### WORK ORDER
Every record below should be repeated exactly. Omit the pictures.

### MATERIAL FOR THIS TASK
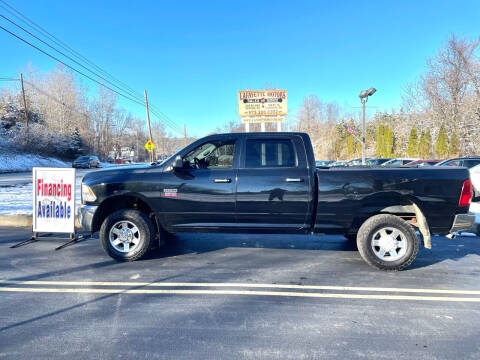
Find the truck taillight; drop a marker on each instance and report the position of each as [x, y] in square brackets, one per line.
[466, 195]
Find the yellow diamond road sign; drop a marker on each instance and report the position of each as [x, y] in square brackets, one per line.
[149, 145]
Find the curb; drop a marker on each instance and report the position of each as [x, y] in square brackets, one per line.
[22, 220]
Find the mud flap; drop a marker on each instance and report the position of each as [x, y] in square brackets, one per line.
[423, 227]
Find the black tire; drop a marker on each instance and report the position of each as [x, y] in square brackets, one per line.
[371, 227]
[350, 237]
[146, 234]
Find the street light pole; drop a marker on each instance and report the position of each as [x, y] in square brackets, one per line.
[364, 101]
[364, 94]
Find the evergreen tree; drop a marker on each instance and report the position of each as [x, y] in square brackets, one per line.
[350, 146]
[454, 145]
[441, 145]
[422, 145]
[388, 141]
[380, 140]
[75, 145]
[412, 149]
[428, 143]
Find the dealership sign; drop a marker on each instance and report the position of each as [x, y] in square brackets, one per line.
[53, 200]
[253, 103]
[260, 119]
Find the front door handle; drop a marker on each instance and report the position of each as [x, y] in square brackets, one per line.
[293, 180]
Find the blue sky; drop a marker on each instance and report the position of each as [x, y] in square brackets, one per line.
[193, 56]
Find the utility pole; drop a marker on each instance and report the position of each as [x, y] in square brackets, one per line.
[24, 101]
[149, 127]
[364, 101]
[184, 135]
[364, 94]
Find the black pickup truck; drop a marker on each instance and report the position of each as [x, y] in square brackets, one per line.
[268, 183]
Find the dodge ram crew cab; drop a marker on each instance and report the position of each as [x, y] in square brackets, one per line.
[268, 183]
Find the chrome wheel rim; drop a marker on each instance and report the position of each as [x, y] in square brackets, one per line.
[124, 236]
[389, 244]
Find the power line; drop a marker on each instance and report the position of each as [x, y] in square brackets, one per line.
[172, 124]
[8, 79]
[68, 57]
[160, 115]
[53, 38]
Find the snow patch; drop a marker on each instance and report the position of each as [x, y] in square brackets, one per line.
[25, 162]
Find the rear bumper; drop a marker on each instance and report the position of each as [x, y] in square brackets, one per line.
[85, 217]
[463, 222]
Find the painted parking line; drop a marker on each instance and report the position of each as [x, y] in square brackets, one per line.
[241, 292]
[241, 285]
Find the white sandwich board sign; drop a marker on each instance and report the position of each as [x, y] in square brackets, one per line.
[53, 200]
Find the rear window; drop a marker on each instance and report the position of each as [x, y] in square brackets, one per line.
[270, 153]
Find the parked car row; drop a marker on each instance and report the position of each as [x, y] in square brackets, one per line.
[86, 162]
[467, 162]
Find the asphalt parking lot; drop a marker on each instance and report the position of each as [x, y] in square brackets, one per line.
[217, 296]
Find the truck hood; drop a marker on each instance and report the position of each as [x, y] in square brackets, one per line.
[115, 172]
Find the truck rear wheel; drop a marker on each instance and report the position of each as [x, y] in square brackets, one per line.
[387, 242]
[127, 235]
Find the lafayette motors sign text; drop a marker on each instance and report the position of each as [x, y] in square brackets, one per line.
[254, 103]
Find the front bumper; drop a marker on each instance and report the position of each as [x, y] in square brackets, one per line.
[86, 214]
[463, 222]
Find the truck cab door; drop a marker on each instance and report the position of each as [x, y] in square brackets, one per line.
[201, 195]
[274, 190]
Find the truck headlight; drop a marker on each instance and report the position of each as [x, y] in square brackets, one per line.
[87, 194]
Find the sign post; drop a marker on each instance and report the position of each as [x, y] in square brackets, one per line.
[149, 145]
[53, 208]
[262, 106]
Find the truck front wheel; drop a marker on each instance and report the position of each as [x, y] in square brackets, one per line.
[127, 235]
[387, 242]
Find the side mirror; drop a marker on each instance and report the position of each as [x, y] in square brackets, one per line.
[177, 163]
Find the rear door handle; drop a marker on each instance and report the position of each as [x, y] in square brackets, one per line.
[222, 180]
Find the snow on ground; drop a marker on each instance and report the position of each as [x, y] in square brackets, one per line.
[25, 162]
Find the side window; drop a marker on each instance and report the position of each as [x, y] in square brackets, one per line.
[454, 163]
[211, 155]
[471, 163]
[270, 153]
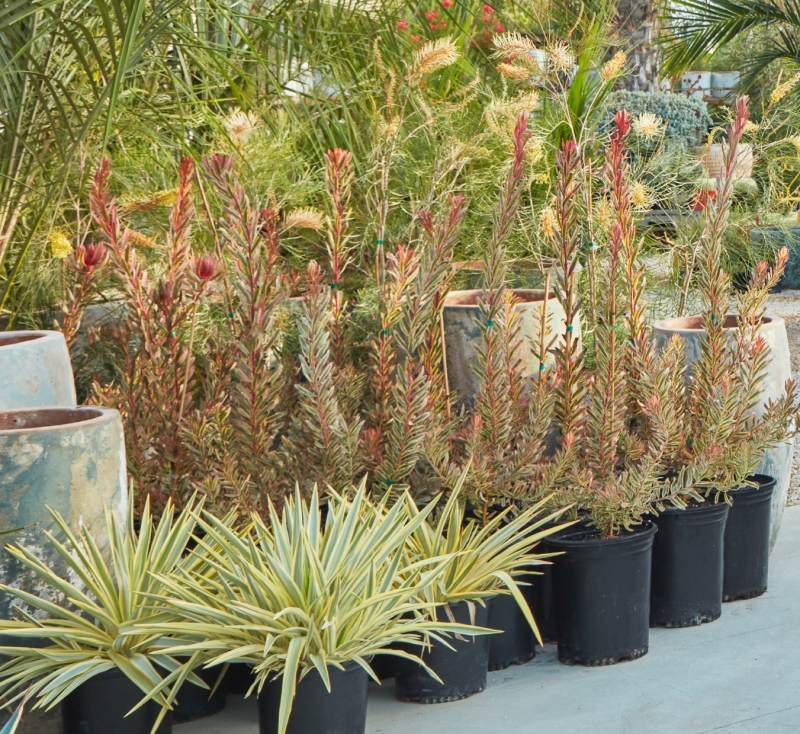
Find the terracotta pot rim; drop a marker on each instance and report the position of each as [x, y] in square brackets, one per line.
[54, 418]
[13, 338]
[534, 296]
[694, 324]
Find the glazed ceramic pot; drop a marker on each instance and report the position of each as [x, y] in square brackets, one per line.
[463, 336]
[35, 370]
[69, 459]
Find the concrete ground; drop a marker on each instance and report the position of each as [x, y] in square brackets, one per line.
[738, 675]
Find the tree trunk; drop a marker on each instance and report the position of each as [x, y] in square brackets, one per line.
[638, 26]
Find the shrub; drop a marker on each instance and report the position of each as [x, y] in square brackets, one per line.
[687, 119]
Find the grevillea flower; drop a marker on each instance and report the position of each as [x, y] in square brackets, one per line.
[90, 256]
[205, 268]
[435, 55]
[647, 125]
[60, 245]
[613, 66]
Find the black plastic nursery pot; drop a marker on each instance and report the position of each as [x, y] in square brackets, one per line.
[195, 702]
[542, 592]
[516, 645]
[747, 540]
[463, 669]
[601, 595]
[688, 565]
[315, 711]
[99, 705]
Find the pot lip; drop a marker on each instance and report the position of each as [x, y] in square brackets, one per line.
[103, 415]
[10, 339]
[573, 541]
[766, 483]
[682, 324]
[537, 299]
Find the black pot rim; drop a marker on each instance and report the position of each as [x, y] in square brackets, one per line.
[575, 540]
[765, 483]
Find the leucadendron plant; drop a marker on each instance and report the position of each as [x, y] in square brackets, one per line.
[295, 596]
[724, 431]
[102, 595]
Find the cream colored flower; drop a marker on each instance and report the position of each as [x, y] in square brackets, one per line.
[783, 89]
[511, 45]
[240, 125]
[548, 222]
[613, 66]
[641, 198]
[60, 245]
[435, 55]
[305, 218]
[561, 58]
[511, 71]
[647, 125]
[750, 128]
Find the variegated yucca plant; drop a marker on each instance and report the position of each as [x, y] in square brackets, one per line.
[103, 594]
[293, 595]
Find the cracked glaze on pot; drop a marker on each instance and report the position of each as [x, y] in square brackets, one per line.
[462, 334]
[35, 370]
[70, 459]
[777, 462]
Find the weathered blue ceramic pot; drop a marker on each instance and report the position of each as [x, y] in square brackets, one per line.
[777, 462]
[70, 459]
[463, 336]
[35, 370]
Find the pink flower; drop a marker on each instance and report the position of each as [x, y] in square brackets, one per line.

### SOLUTION
Find the truck taillight; drop a marker on each instance and report the position of each as [x, y] in square brackets, one per line.
[466, 195]
Find the yellow diamond road sign; drop a marker on each instance and report the position of each as [x, y] in square brackets, one per line.
[149, 145]
Find the curb; drop a marker on each instance and report the position of each as [x, y] in square brackets, one per line.
[22, 220]
Find the mud flap; drop a marker on each instance and report the position of each as [x, y] in square brackets, one per line.
[423, 227]
Find the black tire; drop a marker on each instance and report the position of each as [x, y] in square brackets, one per line.
[371, 227]
[350, 237]
[146, 234]
Find the street light pole; drop a marker on each instance and report the position of each as [x, y] in square brackets, one per line.
[364, 101]
[364, 94]
Find the evergreen tree; drop a marker on each instance and report the position of each as [x, y] in square brackets, one per line.
[350, 146]
[454, 145]
[441, 145]
[422, 145]
[388, 141]
[380, 140]
[75, 145]
[412, 149]
[428, 143]
Find the dealership sign; drop a marker on each instance and report the position of each as [x, y] in square brackets, one per line.
[53, 200]
[253, 103]
[260, 119]
Find the front door handle; drop a marker on each instance and report the position of each as [x, y] in square brackets, one per line.
[293, 180]
Find the blue sky; drop a marker on each instance and report the position of each as [x, y] in square brackets, one per line.
[193, 56]
Find the utility pole; drop a marker on each instance and report the position of each as [x, y] in square brackets, one per line.
[24, 101]
[149, 127]
[364, 101]
[184, 135]
[364, 94]
Find the black pickup truck; drop a marker on each instance and report the position of each as [x, y] in square brackets, one per line.
[268, 183]
Find the dodge ram crew cab; drop a marker on each instance and report the position of each as [x, y] in square brackets, one per line.
[268, 183]
Find the chrome wheel rim; drop a marker on each instance and report the position of each as [x, y] in square brackets, one per line.
[124, 236]
[389, 244]
Find the power line; drop a marker on each instance and report the position of each as [x, y] in square brackets, one per line.
[172, 124]
[8, 79]
[68, 57]
[160, 115]
[53, 38]
Find the snow patch; drop a marker on each instance and report the position of each as [x, y] in square brackets, one per line.
[25, 162]
Find the rear bumper; drop a marker on each instance and report the position of each as [x, y] in square brackets, one per line.
[85, 217]
[463, 222]
Find the painted parking line; drop a marker on each instance and report the position of each as [x, y] in square brackets, one per line.
[241, 292]
[241, 285]
Find the white sandwich board sign; drop a marker on each instance and report the position of each as [x, y] in square brackets, one per line.
[53, 200]
Find the rear window; drop a marker on each instance and report the position of each as [x, y] in square brackets, one per line.
[270, 153]
Find the parked car row; drop a marker on each instance and report the position of each as [x, y] in square brackets, one per line.
[86, 162]
[467, 162]
Find the asphalt parking lot; drop a marker on each instance and report the position of each as [x, y] in square brackets, one per line.
[217, 296]
Find the truck hood; drop a marker on each instance and report the position of each as [x, y] in square brackets, one per line.
[115, 172]
Find the truck rear wheel; drop a marker on each instance and report the position of each as [x, y] in square brackets, one per line.
[387, 242]
[127, 235]
Find the lafayette motors sign text; drop a marker on each instance and report the position of each as [x, y] in square brackets, one per line.
[254, 103]
Find the front bumper; drop a marker on each instance and report the position of each as [x, y] in square brackets, one per line.
[86, 214]
[463, 222]
Find the truck cab door; drop a marker on each instance and report the position of each as [x, y] in square brackets, one per line.
[201, 195]
[274, 190]
Find the truck headlight; drop a marker on each instance and report the position of each as [x, y] in square brackets, one per line.
[87, 194]
Find the sign post; drop a marker on each instance and report the position of each as [x, y] in square brackets, one per line.
[149, 145]
[53, 208]
[262, 106]
Find the truck front wheel; drop a marker on each instance and report the position of each as [x, y] in square brackets, one per line.
[127, 235]
[387, 242]
Find the side mirror; drop a marker on each instance and report the position of each as [x, y] in square brackets, one per line.
[177, 163]
Find the rear door handle; drop a marker on each instance and report the position of each as [x, y] in square brackets, one per line.
[222, 180]
Find the snow on ground; drop a marker on each instance and report the position of each as [x, y] in square brackets, one per line.
[25, 162]
Find the side window; drop a marker on each instance and report the position of each as [x, y] in square brackets, one per line.
[454, 163]
[211, 155]
[471, 163]
[270, 153]
Find the terracotta pot rim; drop a marker on each instance and report the position of each as [x, y] in square brackets, one per line.
[54, 418]
[13, 338]
[534, 296]
[694, 324]
Find the glazed ceramic pot; drop a marker on each instance and report the position of each as [x, y] in square brackets, one per line.
[463, 336]
[35, 370]
[69, 459]
Find the concrete ground; drop a marker on each instance and report the position of each as [x, y] in square brackets, one per line.
[738, 675]
Find the tree trunk; drop a marker on each instance and report the position of each as [x, y] in square brackets, one per line.
[638, 26]
Find the shrub; drop a marker on each instance and report the position of each as [x, y] in square brackets, one per line.
[687, 119]
Find the grevillea flower; drop a marker on each instance and report the position of each as [x, y] in square brackets, one per line.
[90, 256]
[205, 268]
[435, 55]
[647, 125]
[60, 245]
[613, 66]
Find the black plastic nursery pot; drop a marker on each instance and report the position of each as [x, y] in square brackets, one per line.
[195, 702]
[542, 592]
[516, 645]
[747, 540]
[463, 669]
[601, 595]
[688, 565]
[315, 711]
[99, 705]
Find the pot lip; drop a marker on each instance and report the position of each as [x, y] in square brackets, one per line.
[103, 415]
[10, 339]
[573, 541]
[766, 483]
[682, 324]
[537, 299]
Find the black pot rim; drop a marker on each instance and report the position of each as [x, y] in square brackets, one per line.
[575, 540]
[765, 483]
Find the leucadendron plant; drop a marker on each instance and report the position of each as [x, y] in square brackets, one per line.
[295, 596]
[724, 431]
[102, 595]
Find the cream colored flower; drop a marker on each instance and report the position of each as [x, y] in square brackets, one per line.
[783, 89]
[511, 45]
[240, 125]
[548, 222]
[613, 66]
[641, 198]
[60, 245]
[435, 55]
[305, 218]
[561, 58]
[511, 71]
[647, 125]
[750, 128]
Find the variegated yucca plant; drop a marker on each instance and report the position of each as [x, y] in square brackets, one per line.
[103, 594]
[293, 595]
Find the cracked glaze on pot; drop a marker on each instance and report the position of each as [x, y] in square brackets, one per line.
[462, 334]
[35, 370]
[70, 459]
[777, 462]
Find the weathered blue ceramic pot; drop a marker on each instance and report the position of each as [x, y] in square brackets, one per line.
[777, 462]
[70, 459]
[463, 336]
[35, 370]
Find the pink flower; drop a marker on each instance and report the position of each as [x, y] in square brackets, one per line.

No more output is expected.